# PROBLEM TO SOLVE:
Output the full set of records exactly.

# DATA SHOWN:
--- START ---

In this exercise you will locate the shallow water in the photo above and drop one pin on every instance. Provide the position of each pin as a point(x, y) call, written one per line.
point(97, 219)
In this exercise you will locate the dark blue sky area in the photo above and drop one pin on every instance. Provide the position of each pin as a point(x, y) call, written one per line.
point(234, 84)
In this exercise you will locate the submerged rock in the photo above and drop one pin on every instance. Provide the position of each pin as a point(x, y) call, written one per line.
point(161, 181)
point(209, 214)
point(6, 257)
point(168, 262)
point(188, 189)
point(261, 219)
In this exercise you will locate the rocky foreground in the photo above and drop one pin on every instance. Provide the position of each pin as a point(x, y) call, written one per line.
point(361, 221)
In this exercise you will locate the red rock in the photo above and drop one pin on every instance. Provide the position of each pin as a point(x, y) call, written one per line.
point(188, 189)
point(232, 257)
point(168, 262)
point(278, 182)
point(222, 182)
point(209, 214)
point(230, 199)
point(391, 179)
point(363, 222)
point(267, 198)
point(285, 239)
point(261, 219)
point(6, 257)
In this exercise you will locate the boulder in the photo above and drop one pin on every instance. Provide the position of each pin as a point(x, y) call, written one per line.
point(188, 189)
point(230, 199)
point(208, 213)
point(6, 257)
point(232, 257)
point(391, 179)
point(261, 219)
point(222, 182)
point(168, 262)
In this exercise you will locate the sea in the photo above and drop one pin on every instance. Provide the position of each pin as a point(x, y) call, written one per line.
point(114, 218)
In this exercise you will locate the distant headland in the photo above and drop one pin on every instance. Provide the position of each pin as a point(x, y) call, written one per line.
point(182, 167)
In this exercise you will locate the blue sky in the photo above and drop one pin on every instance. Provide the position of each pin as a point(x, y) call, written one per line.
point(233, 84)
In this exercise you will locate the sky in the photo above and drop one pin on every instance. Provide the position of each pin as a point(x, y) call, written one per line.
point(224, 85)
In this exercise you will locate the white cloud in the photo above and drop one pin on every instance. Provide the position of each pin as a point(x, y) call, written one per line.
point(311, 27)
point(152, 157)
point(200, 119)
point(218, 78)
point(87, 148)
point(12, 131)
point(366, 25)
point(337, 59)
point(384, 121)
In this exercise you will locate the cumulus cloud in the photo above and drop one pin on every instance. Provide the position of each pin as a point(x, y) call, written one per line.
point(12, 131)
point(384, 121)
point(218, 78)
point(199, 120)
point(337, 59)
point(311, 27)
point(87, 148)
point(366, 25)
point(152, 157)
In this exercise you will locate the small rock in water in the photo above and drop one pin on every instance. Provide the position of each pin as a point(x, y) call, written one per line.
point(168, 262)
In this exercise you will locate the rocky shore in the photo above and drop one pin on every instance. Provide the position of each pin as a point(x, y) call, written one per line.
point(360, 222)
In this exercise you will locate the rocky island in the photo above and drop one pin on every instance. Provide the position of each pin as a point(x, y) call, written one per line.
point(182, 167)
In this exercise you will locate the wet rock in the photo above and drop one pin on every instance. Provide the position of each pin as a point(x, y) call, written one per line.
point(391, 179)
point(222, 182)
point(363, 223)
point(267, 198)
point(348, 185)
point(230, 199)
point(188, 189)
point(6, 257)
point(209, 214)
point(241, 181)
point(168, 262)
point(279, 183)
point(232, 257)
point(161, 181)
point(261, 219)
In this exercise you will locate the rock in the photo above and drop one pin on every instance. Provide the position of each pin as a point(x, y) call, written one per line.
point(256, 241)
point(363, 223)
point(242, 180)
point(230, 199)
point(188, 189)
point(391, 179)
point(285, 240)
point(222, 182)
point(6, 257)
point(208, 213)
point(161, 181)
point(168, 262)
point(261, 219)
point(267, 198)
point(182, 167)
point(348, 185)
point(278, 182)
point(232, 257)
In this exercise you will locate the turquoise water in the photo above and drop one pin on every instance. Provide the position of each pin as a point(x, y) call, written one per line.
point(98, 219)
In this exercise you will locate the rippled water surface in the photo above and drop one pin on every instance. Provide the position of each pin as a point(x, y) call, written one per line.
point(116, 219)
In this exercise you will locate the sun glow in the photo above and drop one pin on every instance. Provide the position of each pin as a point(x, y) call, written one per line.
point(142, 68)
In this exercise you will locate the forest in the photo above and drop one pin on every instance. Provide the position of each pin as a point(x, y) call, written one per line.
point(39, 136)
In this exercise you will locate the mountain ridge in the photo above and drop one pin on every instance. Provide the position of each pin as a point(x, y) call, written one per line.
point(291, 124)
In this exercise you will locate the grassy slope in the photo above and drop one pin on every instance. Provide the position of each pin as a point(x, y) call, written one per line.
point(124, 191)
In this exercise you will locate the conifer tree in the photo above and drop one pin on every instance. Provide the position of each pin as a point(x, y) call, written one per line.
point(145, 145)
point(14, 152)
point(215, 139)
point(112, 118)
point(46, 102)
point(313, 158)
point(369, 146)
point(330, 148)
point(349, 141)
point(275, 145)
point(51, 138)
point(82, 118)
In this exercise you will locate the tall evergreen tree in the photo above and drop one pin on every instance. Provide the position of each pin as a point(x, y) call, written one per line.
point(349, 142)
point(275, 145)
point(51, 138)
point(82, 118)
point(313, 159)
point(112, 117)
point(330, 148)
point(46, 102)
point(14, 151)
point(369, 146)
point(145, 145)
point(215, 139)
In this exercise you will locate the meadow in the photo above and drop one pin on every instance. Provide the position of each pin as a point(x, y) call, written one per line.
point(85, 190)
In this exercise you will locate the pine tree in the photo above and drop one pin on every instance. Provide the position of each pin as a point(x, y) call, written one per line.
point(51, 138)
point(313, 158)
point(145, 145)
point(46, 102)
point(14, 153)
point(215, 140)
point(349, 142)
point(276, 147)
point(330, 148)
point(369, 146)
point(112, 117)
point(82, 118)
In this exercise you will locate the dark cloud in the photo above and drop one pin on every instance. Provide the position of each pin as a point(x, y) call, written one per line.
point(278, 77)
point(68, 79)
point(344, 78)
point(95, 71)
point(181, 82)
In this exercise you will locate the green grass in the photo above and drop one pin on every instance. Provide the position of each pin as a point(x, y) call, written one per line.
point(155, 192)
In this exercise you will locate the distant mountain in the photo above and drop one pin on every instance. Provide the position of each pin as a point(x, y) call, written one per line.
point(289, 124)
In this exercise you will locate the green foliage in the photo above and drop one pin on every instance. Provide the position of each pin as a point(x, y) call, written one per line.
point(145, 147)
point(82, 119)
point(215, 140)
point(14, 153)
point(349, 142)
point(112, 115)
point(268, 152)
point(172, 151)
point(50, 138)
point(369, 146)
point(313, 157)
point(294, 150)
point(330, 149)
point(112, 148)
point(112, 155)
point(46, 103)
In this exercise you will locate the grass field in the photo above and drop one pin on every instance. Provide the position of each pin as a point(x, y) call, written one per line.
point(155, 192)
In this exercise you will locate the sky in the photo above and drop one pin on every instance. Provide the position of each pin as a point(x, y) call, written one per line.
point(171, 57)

--- END ---

# TASK RESULT:
In this exercise you will locate the shallow water in the photo above and drop one pin on every instance. Provide the position of each pin as a point(x, y) call, written one per line.
point(97, 219)
In this exercise you will locate the dark blue sky area in the photo above and drop one pin on every instance. Provide the position of each pin as a point(x, y) call, written one per line.
point(234, 84)
In this exercise you will locate the submerged rock in the photo above and drop one pin on every instance. Provide the position of each pin as a point(x, y) call, written one per line.
point(161, 181)
point(209, 214)
point(6, 257)
point(168, 262)
point(188, 189)
point(261, 219)
In this exercise you will locate the rocky foreground in the photo above and drop one pin on every instance. Provide the position of each pin as a point(x, y) call, written one per line.
point(361, 221)
In this exercise you will locate the red rock in the photo above and drop one pin on every instance. Provide the position of each pin as a point(x, y) call, written one per line.
point(188, 189)
point(232, 257)
point(168, 262)
point(278, 182)
point(222, 182)
point(209, 214)
point(230, 199)
point(391, 179)
point(363, 222)
point(267, 198)
point(285, 239)
point(261, 219)
point(6, 257)
In this exercise you will locate the boulder in the photo above and drop one pin on every instance. Provide the position of each pin as a point(x, y) call, written one per line.
point(188, 189)
point(230, 199)
point(208, 213)
point(6, 257)
point(232, 257)
point(391, 179)
point(261, 219)
point(222, 182)
point(168, 262)
In this exercise you will locate the sea in the photo above and drop one pin on every instance. Provide the position of each pin as a point(x, y) call, written one per line.
point(114, 218)
In this exercise you will locate the distant headland in the photo above and drop one pin on every instance. Provide the position of each pin as a point(x, y) call, written one per line.
point(182, 167)
In this exercise you will locate the blue sky in the photo above and drop one pin on every instance. Provide the position of each pin as a point(x, y) call, written one per line.
point(233, 84)
In this exercise you will locate the sky in the photo above and drop one pin on every instance. Provide the position of each pin as a point(x, y) call, written one per line.
point(224, 85)
In this exercise you will locate the white cloud in the photo above and drop one pin on every instance. Provide the position of each pin as a point(x, y) call, written one per line.
point(311, 27)
point(152, 157)
point(200, 119)
point(218, 78)
point(87, 148)
point(12, 131)
point(366, 25)
point(337, 59)
point(384, 121)
In this exercise you will locate the cumulus cloud in the photo above and drop one pin on every instance. Provide the position of each pin as a point(x, y) call, written one per line.
point(12, 131)
point(384, 121)
point(218, 78)
point(199, 120)
point(337, 59)
point(311, 27)
point(87, 148)
point(366, 25)
point(152, 157)
In this exercise you will locate the small rock in water in the photo above and drop one pin on every instance. Provide the position of each pin as a point(x, y) call, written one per line.
point(168, 262)
In this exercise you will locate the rocky shore in the photo above and drop one pin on every instance. Provide the position of each pin as a point(x, y) call, written one per line.
point(360, 222)
In this exercise you will locate the rocky island in the photo above and drop one pin on every instance. Provide the position of each pin as a point(x, y) call, written one per line.
point(182, 167)
In this exercise you will locate the wet rock in the photo above and drop one pin on every instance. Provide the position of each pin as a point(x, y) call, written one per line.
point(391, 179)
point(222, 182)
point(363, 223)
point(267, 198)
point(348, 185)
point(230, 199)
point(188, 189)
point(6, 257)
point(209, 214)
point(241, 181)
point(168, 262)
point(279, 183)
point(232, 257)
point(161, 181)
point(261, 219)
In this exercise you will locate the rock in the photo above and drop one pin on every instance. Provide the position of each pin as a point(x, y) call, written one per line.
point(256, 241)
point(363, 223)
point(242, 180)
point(230, 199)
point(188, 189)
point(391, 179)
point(285, 240)
point(222, 182)
point(6, 257)
point(208, 213)
point(161, 181)
point(168, 262)
point(261, 219)
point(267, 198)
point(182, 167)
point(348, 185)
point(278, 182)
point(232, 257)
In this exercise you will locate the turquoise water in the photo above and drop one pin on every instance. Provide the position of each pin as a point(x, y) call, written one per line.
point(98, 219)
In this exercise you will locate the rippled water surface in the photo above and drop one pin on every instance. Provide the position of each pin as a point(x, y) call, written one per line.
point(116, 219)
In this exercise you will locate the sun glow in the photo above and drop one pin on every instance. Provide the position of each pin as a point(x, y) call, written one per line.
point(142, 68)
In this exercise you will locate the forest in the photo above and drop one pin on every instance. Provide the position of each pin as a point(x, y) call, written one per line.
point(39, 136)
In this exercise you will locate the mountain ridge in the photo above and drop one pin on every instance. Provide the position of each pin as a point(x, y) call, written one per line.
point(291, 124)
In this exercise you will locate the grassy slope in the photo above and drop one pin on every instance. Provide the position of each pin as a point(x, y) call, written one per line.
point(124, 191)
In this exercise you will locate the conifer tree in the photo above and drop one pin on every instance. Provide the position of each pin as a point(x, y) call, written one per line.
point(145, 145)
point(14, 152)
point(215, 139)
point(112, 118)
point(46, 102)
point(313, 158)
point(369, 146)
point(330, 148)
point(349, 141)
point(275, 145)
point(51, 138)
point(82, 118)
In this exercise you will locate the tall evergreen tree in the photo above and drop one pin on every instance. Provide the position of each pin as a point(x, y) call, written one per line.
point(349, 142)
point(275, 145)
point(51, 138)
point(82, 118)
point(313, 159)
point(112, 117)
point(330, 148)
point(46, 102)
point(14, 151)
point(369, 146)
point(145, 145)
point(215, 139)
In this exercise you will locate the meadow in the photo above and drop one pin on every instance. Provide the position of each pin as a point(x, y) call, written one per line.
point(85, 190)
In this exercise you will locate the pine tree in the photo above and drop one pin on every instance. Provide the position of each pin as a point(x, y) call, written one per line.
point(51, 138)
point(313, 158)
point(145, 145)
point(46, 102)
point(14, 153)
point(215, 140)
point(349, 142)
point(276, 147)
point(330, 148)
point(369, 146)
point(112, 117)
point(82, 118)
In this exercise you will locate the dark cloud in the photo above and drop one pin on every instance. Provide the position of each pin as a point(x, y) call, written one per line.
point(278, 77)
point(68, 79)
point(344, 78)
point(95, 71)
point(181, 82)
In this exercise you will locate the green grass in the photo above and drop one pin on every instance. Provide the position of each pin as a point(x, y) call, written one per line.
point(155, 192)
In this exercise you will locate the distant mountain in the photo above and drop one pin on every instance. Provide the position of each pin as a point(x, y) call, written one per line.
point(289, 124)
In this exercise you will locate the green foliage in the photo above and drop one pin on every instance. Provide the position of each pin as a point(x, y) call, written one per line.
point(145, 147)
point(82, 119)
point(215, 140)
point(14, 153)
point(349, 142)
point(112, 115)
point(268, 152)
point(172, 151)
point(50, 138)
point(369, 146)
point(313, 157)
point(294, 150)
point(330, 149)
point(112, 148)
point(112, 155)
point(46, 103)
In this exercise you will locate the grass field in the photo above and drop one pin on every instance. Provide the position of each pin as a point(x, y) call, written one per line.
point(155, 192)
In this exercise you will locate the sky in the photo above and drop one pin on every instance. Provide the position of each pin as a point(x, y) call, written one per line.
point(171, 57)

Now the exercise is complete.